● What the task requires
Find every line in the material below that contains the word "foliage", and copy each of those lines in full.

● Records for processing
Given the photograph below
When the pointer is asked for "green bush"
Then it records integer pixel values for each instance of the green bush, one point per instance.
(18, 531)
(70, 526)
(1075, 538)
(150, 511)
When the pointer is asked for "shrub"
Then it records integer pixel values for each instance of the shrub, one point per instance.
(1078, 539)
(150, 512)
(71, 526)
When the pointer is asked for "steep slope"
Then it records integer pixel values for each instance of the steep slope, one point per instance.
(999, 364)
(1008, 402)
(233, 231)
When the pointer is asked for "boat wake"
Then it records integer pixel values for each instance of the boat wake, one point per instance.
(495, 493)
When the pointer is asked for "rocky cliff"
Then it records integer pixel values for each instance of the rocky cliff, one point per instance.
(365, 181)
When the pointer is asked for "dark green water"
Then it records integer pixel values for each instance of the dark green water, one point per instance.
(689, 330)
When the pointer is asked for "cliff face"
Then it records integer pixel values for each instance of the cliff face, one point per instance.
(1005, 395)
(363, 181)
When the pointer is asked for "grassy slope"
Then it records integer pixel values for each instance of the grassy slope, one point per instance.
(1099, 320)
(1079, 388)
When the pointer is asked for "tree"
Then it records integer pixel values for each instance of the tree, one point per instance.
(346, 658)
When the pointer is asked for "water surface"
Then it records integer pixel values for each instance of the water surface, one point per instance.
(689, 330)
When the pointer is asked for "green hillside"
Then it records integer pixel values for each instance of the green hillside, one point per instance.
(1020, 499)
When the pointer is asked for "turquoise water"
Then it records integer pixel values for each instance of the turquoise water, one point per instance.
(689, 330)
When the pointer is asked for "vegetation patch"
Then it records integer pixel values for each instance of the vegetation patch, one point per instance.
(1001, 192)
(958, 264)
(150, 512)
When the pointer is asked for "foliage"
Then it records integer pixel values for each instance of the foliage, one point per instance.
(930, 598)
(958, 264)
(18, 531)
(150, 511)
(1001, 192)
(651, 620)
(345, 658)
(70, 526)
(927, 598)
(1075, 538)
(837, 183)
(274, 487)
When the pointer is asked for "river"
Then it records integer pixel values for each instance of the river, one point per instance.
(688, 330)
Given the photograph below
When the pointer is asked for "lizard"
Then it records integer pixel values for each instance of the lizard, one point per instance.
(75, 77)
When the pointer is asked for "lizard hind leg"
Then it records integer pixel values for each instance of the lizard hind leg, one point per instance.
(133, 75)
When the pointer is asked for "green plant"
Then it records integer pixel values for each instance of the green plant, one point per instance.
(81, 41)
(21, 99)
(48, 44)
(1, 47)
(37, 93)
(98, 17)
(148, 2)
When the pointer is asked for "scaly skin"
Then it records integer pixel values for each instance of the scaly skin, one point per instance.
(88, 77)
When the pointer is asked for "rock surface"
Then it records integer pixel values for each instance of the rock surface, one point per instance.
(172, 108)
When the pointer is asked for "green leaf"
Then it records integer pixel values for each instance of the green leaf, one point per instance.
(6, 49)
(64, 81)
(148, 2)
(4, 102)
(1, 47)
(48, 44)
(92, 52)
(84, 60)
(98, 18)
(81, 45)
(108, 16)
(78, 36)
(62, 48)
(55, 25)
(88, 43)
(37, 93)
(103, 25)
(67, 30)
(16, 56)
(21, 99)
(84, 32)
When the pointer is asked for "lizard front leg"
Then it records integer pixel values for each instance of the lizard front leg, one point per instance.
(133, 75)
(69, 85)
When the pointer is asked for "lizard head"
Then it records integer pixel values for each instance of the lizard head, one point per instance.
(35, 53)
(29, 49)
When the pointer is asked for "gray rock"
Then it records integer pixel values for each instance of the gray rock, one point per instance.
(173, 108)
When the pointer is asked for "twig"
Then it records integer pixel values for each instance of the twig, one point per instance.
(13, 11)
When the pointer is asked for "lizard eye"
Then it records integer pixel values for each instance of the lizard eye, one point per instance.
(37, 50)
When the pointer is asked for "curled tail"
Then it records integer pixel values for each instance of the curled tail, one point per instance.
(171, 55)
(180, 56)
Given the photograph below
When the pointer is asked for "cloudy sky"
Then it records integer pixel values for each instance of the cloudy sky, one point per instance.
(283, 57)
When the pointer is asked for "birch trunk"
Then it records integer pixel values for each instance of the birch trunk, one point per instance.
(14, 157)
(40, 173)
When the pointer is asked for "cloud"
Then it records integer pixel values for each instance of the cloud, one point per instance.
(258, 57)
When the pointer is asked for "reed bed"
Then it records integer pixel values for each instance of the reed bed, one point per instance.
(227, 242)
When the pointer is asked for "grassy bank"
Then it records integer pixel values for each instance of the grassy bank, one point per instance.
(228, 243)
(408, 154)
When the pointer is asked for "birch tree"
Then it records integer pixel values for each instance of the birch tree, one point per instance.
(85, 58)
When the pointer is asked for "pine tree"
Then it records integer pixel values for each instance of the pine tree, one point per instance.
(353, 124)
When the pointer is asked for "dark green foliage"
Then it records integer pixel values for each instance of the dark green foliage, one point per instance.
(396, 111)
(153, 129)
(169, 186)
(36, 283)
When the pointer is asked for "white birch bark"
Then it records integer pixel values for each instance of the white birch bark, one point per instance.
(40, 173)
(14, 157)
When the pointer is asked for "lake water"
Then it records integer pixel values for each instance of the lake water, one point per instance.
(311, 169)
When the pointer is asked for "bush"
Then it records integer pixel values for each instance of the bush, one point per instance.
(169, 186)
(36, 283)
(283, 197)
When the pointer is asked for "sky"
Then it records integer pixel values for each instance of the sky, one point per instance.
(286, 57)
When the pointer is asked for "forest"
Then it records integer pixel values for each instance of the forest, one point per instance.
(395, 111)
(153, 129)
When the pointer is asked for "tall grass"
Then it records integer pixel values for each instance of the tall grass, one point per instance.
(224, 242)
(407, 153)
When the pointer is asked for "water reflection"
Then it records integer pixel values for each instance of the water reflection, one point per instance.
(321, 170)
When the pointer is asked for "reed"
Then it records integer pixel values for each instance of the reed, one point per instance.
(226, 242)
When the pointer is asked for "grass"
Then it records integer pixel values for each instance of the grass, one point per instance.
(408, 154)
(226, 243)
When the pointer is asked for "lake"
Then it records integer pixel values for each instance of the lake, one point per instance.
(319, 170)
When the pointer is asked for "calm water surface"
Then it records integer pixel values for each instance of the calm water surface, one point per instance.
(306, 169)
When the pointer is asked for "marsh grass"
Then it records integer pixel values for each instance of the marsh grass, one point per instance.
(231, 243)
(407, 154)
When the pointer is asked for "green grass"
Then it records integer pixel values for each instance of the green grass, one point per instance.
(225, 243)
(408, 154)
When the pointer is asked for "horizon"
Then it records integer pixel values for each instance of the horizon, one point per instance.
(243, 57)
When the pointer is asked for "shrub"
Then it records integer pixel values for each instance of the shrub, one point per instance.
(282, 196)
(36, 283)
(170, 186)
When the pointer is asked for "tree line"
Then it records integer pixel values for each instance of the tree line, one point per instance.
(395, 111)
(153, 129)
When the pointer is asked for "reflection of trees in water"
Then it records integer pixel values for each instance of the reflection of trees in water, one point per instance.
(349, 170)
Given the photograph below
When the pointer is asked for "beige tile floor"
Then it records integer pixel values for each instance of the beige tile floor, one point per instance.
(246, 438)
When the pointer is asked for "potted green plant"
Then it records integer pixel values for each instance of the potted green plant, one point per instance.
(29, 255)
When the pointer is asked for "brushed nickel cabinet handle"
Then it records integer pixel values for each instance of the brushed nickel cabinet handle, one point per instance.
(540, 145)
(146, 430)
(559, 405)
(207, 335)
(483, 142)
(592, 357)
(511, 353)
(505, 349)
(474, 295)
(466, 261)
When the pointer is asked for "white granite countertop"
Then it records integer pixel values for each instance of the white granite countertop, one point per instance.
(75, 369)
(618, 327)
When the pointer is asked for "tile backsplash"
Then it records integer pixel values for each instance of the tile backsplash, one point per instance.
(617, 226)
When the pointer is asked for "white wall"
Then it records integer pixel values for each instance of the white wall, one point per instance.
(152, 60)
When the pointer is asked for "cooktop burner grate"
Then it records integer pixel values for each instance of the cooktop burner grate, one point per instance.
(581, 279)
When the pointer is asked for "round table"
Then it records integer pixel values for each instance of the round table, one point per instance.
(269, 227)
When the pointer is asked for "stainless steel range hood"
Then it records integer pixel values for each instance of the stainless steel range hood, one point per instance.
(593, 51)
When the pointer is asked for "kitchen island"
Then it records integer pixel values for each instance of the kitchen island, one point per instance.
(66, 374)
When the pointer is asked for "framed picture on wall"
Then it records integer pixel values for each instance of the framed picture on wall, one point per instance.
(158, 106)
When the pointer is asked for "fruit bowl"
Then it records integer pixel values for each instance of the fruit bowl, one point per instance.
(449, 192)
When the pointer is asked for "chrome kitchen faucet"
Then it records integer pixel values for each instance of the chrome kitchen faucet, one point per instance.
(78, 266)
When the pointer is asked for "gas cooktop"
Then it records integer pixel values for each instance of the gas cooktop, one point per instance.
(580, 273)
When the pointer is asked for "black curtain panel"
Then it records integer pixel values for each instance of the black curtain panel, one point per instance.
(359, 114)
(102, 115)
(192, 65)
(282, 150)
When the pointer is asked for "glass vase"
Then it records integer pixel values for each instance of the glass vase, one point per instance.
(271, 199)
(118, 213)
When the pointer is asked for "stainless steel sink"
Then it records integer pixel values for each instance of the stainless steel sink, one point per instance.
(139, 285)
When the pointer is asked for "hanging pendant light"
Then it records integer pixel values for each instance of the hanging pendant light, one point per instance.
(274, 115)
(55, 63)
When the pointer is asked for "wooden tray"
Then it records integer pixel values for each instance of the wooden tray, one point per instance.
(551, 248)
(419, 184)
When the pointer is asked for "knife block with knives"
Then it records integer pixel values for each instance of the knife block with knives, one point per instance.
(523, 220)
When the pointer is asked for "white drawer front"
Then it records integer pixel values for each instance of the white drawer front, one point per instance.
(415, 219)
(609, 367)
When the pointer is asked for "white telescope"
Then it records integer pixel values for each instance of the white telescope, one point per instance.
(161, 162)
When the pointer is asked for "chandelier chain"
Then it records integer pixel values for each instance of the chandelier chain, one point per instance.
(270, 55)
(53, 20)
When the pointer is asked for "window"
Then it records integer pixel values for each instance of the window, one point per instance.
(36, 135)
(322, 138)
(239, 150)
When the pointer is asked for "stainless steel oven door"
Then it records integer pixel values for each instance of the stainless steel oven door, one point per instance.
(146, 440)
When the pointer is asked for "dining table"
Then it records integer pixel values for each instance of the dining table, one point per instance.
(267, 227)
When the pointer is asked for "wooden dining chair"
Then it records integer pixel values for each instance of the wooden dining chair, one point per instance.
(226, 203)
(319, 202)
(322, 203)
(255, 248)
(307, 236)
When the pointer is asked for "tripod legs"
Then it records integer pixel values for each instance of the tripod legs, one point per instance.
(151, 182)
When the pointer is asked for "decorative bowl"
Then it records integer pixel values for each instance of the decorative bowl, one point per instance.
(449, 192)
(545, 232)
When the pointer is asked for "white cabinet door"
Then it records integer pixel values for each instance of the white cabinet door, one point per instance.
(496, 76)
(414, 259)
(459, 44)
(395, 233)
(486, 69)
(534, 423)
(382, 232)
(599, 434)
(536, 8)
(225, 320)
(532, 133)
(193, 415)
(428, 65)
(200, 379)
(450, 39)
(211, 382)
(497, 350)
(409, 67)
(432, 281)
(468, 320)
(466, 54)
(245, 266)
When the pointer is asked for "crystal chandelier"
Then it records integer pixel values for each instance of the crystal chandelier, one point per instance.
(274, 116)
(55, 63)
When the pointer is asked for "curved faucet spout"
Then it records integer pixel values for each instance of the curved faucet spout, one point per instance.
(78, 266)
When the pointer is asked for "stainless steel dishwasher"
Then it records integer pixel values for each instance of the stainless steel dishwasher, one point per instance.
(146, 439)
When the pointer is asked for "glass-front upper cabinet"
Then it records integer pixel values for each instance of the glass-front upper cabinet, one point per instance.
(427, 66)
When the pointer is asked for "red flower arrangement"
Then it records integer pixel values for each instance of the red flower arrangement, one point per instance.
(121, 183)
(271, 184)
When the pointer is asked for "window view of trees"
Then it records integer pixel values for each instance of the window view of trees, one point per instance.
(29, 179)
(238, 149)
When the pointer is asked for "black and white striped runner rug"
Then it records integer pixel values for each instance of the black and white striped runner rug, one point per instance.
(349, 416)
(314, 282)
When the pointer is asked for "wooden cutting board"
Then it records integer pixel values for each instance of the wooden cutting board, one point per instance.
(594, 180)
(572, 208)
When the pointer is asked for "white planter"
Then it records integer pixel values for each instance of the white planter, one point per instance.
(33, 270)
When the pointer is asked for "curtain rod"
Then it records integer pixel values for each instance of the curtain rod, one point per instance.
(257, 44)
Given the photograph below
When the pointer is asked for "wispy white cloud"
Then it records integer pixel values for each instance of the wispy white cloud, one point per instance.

● The answer
When the pointer is asked for "foliage"
Then it records integer pixel values for each instance of the foliage, one point per instance.
When the pointer is asked for "dark green foliage"
Then it records integer pixel values for each instance of the dark green foliage, one point per instance.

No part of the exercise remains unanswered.